GOAL OF THE EXERCISE
Find every line below that contains the word "ruffle" and copy it out.

RECORDS FOR THIS EXERCISE
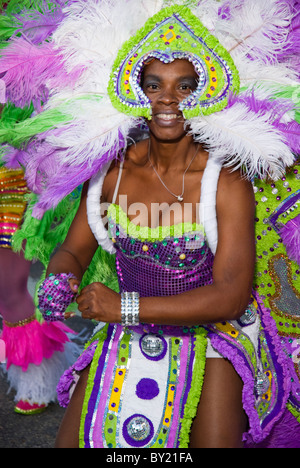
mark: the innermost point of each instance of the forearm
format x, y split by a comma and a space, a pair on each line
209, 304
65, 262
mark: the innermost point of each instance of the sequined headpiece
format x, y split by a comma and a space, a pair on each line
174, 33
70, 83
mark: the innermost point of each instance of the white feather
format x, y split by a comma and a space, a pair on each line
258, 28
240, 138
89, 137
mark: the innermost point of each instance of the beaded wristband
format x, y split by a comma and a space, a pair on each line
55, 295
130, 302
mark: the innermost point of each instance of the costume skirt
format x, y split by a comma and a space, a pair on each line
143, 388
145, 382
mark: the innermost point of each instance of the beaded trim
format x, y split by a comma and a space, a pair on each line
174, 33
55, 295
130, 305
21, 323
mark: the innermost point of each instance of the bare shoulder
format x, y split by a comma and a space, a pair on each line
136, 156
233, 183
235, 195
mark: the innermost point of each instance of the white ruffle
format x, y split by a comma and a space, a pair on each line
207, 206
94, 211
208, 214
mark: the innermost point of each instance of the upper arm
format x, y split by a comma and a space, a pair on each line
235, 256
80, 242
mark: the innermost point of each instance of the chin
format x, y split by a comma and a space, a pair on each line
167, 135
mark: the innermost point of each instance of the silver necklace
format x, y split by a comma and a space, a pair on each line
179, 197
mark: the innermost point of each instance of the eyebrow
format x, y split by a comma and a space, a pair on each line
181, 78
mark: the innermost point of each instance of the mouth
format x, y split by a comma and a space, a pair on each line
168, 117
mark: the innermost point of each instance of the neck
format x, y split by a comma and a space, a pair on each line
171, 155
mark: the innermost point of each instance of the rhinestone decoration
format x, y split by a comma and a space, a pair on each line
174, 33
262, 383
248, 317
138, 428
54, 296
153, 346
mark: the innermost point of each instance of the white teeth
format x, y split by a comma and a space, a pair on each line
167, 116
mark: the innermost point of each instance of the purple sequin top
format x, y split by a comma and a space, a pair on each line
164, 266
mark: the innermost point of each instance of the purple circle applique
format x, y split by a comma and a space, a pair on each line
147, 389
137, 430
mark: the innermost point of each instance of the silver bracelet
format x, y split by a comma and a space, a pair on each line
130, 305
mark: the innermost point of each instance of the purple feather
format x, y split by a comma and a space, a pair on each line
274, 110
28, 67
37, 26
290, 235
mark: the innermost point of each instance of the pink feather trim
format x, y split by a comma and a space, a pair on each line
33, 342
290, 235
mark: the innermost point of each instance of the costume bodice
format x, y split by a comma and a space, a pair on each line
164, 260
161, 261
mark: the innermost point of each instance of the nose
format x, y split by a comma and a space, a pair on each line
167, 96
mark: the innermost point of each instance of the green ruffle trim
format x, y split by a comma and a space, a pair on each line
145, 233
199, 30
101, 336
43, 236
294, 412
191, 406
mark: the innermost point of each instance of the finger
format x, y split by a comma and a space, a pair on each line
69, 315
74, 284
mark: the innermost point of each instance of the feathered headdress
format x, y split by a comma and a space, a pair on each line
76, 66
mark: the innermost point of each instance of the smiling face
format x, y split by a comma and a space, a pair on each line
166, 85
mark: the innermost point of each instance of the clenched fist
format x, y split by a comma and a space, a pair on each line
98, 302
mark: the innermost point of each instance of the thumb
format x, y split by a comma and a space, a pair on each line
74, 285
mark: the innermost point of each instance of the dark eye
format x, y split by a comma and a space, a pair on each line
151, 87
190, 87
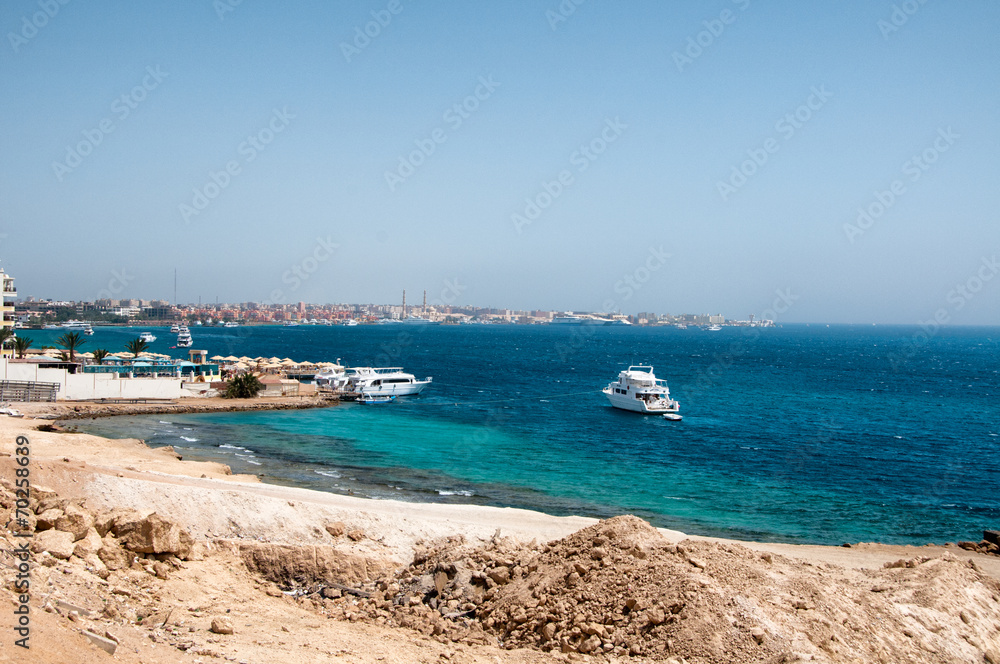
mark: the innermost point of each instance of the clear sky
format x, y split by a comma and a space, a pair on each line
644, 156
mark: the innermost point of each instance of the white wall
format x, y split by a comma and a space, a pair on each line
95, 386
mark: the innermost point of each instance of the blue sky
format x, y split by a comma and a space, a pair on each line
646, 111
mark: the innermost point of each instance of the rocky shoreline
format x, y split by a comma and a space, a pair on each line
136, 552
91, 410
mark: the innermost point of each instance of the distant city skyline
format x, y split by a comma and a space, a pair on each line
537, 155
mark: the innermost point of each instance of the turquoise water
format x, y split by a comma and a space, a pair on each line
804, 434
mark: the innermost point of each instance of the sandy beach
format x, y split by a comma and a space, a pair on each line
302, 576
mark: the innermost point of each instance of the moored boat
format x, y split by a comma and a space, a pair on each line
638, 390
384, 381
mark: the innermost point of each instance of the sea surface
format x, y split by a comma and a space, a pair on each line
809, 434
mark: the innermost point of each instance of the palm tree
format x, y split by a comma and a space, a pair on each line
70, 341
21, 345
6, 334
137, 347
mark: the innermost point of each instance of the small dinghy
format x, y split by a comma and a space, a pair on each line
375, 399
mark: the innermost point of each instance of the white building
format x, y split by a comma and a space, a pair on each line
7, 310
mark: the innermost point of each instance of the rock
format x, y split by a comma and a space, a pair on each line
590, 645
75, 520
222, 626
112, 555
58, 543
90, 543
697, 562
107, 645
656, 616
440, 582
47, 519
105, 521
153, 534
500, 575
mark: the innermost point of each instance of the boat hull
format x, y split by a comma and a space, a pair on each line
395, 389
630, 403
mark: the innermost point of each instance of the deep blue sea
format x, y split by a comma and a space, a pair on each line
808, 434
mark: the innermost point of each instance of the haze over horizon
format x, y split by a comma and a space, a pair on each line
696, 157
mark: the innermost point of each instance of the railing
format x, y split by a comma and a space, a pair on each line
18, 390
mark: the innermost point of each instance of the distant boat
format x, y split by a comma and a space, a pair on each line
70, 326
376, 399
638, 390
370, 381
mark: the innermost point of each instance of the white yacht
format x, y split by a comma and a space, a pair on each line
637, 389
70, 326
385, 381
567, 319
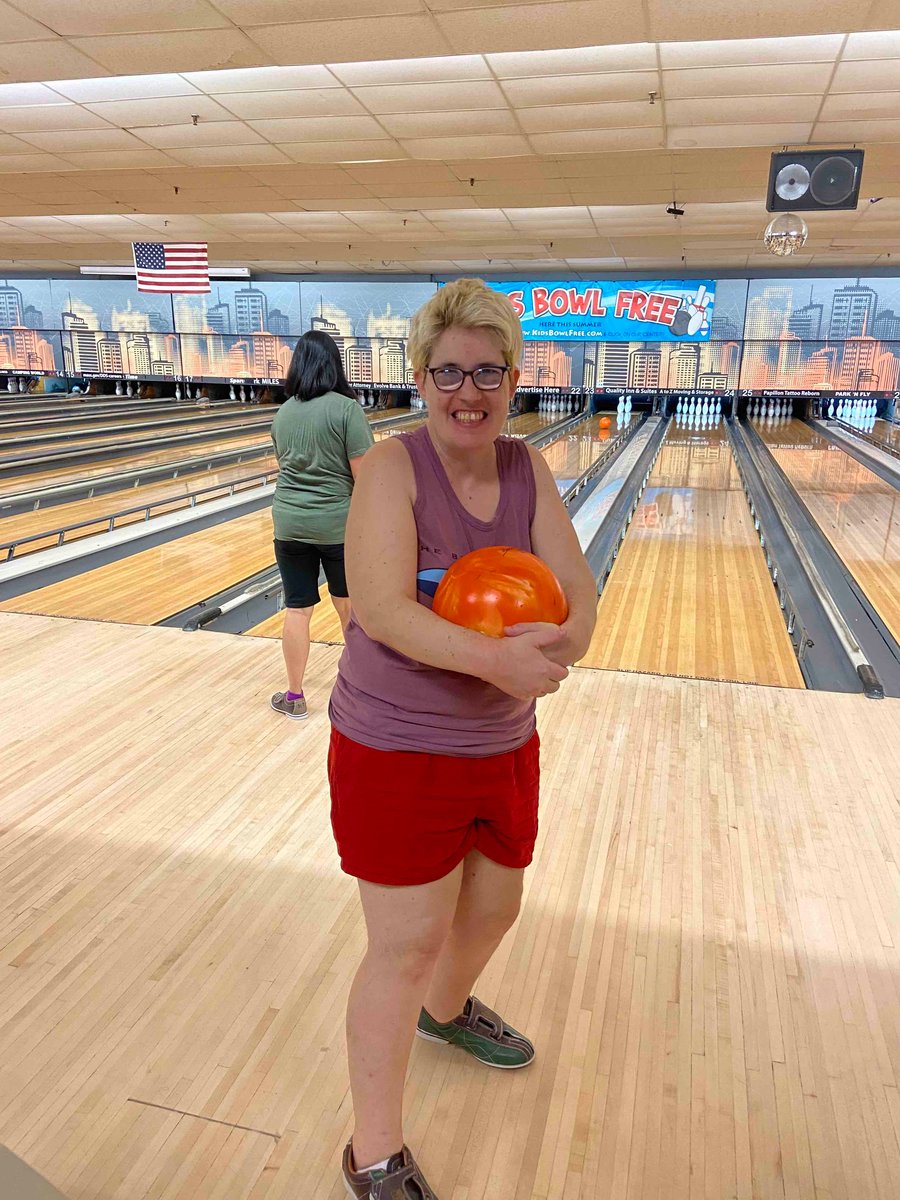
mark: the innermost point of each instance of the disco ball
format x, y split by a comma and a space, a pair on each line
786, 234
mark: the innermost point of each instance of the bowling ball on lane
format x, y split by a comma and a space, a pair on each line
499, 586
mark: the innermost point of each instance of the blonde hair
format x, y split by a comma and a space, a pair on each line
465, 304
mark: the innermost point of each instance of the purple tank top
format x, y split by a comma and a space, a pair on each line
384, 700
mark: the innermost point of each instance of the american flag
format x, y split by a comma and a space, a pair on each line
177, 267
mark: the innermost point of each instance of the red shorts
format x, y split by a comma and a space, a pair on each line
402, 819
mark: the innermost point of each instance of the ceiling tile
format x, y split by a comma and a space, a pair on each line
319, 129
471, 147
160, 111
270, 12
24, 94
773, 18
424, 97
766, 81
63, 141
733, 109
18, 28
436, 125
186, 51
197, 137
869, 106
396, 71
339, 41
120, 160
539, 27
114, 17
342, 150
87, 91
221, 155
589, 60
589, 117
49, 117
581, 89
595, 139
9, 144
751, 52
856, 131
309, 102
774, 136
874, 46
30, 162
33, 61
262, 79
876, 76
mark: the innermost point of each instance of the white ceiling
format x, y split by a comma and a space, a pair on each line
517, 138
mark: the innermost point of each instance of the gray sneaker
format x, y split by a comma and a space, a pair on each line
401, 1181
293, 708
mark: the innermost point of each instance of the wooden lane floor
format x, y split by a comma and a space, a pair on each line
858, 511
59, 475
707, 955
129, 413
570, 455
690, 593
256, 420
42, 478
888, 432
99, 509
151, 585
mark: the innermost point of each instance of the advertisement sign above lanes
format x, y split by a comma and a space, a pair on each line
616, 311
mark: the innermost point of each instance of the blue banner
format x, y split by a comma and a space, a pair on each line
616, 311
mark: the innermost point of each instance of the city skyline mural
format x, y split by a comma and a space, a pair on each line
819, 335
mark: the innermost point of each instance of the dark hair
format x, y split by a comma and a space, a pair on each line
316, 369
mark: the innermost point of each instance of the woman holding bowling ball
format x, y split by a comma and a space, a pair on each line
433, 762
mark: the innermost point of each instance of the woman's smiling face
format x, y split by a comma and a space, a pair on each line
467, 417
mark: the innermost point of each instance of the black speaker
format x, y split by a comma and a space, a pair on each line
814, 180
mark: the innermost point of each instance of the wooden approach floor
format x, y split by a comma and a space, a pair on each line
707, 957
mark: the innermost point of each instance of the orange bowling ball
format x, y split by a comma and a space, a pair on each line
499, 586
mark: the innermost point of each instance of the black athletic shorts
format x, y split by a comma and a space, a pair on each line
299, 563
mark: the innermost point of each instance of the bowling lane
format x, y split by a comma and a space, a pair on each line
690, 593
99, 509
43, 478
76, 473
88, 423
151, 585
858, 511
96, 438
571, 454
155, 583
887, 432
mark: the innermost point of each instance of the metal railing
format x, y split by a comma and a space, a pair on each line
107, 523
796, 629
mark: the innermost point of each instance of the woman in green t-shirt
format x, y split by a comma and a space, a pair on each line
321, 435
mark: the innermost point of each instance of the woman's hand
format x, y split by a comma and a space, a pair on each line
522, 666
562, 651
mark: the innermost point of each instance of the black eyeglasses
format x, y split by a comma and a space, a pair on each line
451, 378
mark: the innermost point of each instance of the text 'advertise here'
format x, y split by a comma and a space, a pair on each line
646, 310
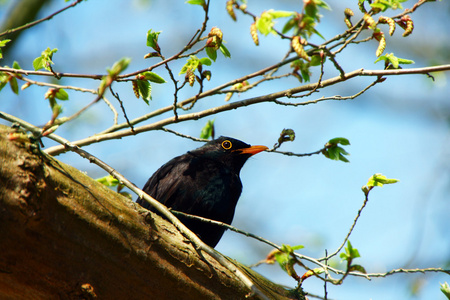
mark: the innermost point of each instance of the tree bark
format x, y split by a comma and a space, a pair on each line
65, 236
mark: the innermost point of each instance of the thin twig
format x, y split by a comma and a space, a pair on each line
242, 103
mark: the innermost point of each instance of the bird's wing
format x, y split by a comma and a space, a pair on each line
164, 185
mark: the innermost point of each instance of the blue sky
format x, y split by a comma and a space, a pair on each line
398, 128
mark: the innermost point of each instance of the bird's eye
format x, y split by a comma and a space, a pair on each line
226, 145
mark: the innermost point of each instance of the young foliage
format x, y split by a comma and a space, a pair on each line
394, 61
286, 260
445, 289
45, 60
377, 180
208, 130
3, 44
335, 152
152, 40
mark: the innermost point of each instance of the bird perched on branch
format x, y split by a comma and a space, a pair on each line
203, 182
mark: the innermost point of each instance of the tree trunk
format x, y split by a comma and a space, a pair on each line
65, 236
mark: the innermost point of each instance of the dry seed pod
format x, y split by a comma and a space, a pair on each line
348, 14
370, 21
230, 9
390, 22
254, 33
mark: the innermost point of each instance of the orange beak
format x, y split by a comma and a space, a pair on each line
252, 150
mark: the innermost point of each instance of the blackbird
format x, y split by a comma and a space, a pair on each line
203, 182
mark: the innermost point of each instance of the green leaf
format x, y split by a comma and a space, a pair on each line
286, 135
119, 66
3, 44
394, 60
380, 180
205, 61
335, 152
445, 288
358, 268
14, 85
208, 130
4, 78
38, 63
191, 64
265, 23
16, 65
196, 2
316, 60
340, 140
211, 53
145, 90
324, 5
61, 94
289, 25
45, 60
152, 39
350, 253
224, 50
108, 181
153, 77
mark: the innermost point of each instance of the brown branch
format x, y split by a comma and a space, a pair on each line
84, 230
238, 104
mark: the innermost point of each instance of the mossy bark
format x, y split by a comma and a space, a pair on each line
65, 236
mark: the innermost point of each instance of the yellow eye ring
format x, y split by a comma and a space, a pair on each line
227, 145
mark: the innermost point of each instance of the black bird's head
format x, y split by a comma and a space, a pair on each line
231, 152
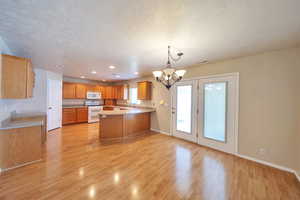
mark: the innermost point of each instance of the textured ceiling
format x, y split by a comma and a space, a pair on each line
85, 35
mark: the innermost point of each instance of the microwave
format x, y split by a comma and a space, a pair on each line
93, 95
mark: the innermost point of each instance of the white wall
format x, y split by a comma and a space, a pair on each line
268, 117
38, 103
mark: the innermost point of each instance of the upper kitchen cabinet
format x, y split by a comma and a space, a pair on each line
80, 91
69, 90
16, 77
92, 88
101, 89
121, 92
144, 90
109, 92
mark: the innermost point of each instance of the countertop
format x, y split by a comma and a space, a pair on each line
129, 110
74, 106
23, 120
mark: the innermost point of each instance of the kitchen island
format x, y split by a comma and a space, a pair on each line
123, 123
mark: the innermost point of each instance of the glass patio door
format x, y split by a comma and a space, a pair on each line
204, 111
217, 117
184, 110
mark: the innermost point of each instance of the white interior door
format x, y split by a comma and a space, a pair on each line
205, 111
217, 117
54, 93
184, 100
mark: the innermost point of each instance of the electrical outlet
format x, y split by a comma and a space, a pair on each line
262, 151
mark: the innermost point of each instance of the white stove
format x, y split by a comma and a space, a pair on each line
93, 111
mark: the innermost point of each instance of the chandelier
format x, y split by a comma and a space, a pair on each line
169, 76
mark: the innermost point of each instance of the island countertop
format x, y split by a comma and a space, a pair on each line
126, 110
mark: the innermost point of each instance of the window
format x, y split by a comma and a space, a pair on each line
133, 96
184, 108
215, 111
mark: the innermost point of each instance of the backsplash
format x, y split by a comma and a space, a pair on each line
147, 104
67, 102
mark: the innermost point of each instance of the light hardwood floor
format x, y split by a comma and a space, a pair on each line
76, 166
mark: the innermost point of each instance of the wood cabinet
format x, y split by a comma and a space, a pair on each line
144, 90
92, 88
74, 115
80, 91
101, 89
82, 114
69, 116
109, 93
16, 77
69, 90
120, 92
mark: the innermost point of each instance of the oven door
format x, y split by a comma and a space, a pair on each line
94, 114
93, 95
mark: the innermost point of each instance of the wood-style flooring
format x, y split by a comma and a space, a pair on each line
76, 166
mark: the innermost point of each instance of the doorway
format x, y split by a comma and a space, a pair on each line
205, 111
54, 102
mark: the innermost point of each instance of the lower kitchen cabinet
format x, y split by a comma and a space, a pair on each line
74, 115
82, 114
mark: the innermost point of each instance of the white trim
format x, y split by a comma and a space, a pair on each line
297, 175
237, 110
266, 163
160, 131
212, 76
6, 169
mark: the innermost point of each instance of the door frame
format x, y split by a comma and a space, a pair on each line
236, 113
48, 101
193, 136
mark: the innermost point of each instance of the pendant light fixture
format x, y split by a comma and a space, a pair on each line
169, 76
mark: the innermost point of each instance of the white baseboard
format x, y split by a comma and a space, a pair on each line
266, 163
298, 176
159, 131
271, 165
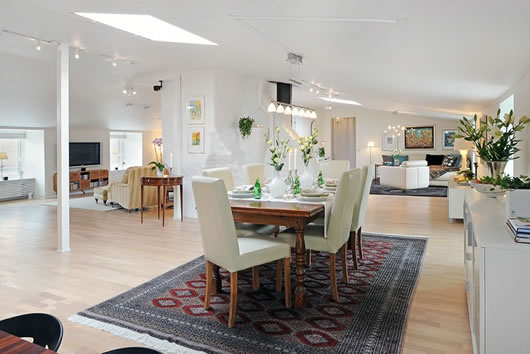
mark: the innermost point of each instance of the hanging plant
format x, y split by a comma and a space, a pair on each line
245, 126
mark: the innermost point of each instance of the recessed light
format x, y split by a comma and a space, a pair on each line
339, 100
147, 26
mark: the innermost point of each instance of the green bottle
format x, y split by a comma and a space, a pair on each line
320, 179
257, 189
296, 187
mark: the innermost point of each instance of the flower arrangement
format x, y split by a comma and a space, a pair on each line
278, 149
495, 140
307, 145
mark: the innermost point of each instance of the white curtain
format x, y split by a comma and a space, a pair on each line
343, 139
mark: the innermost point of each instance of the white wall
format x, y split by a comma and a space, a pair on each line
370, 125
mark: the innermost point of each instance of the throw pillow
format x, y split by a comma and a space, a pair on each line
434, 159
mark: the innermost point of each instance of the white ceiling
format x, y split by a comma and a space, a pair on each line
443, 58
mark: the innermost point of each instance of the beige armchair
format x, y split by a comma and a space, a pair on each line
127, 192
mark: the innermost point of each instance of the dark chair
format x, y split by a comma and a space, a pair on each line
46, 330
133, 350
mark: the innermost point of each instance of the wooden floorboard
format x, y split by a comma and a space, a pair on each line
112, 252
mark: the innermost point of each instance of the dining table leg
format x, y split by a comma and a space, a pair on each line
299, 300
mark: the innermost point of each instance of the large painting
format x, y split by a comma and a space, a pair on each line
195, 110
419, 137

SOLUTION TO THIS TASK
mark: the innermost point of each instance of the white ruffle
mark: the innermost point of each instance of the green ruffle trim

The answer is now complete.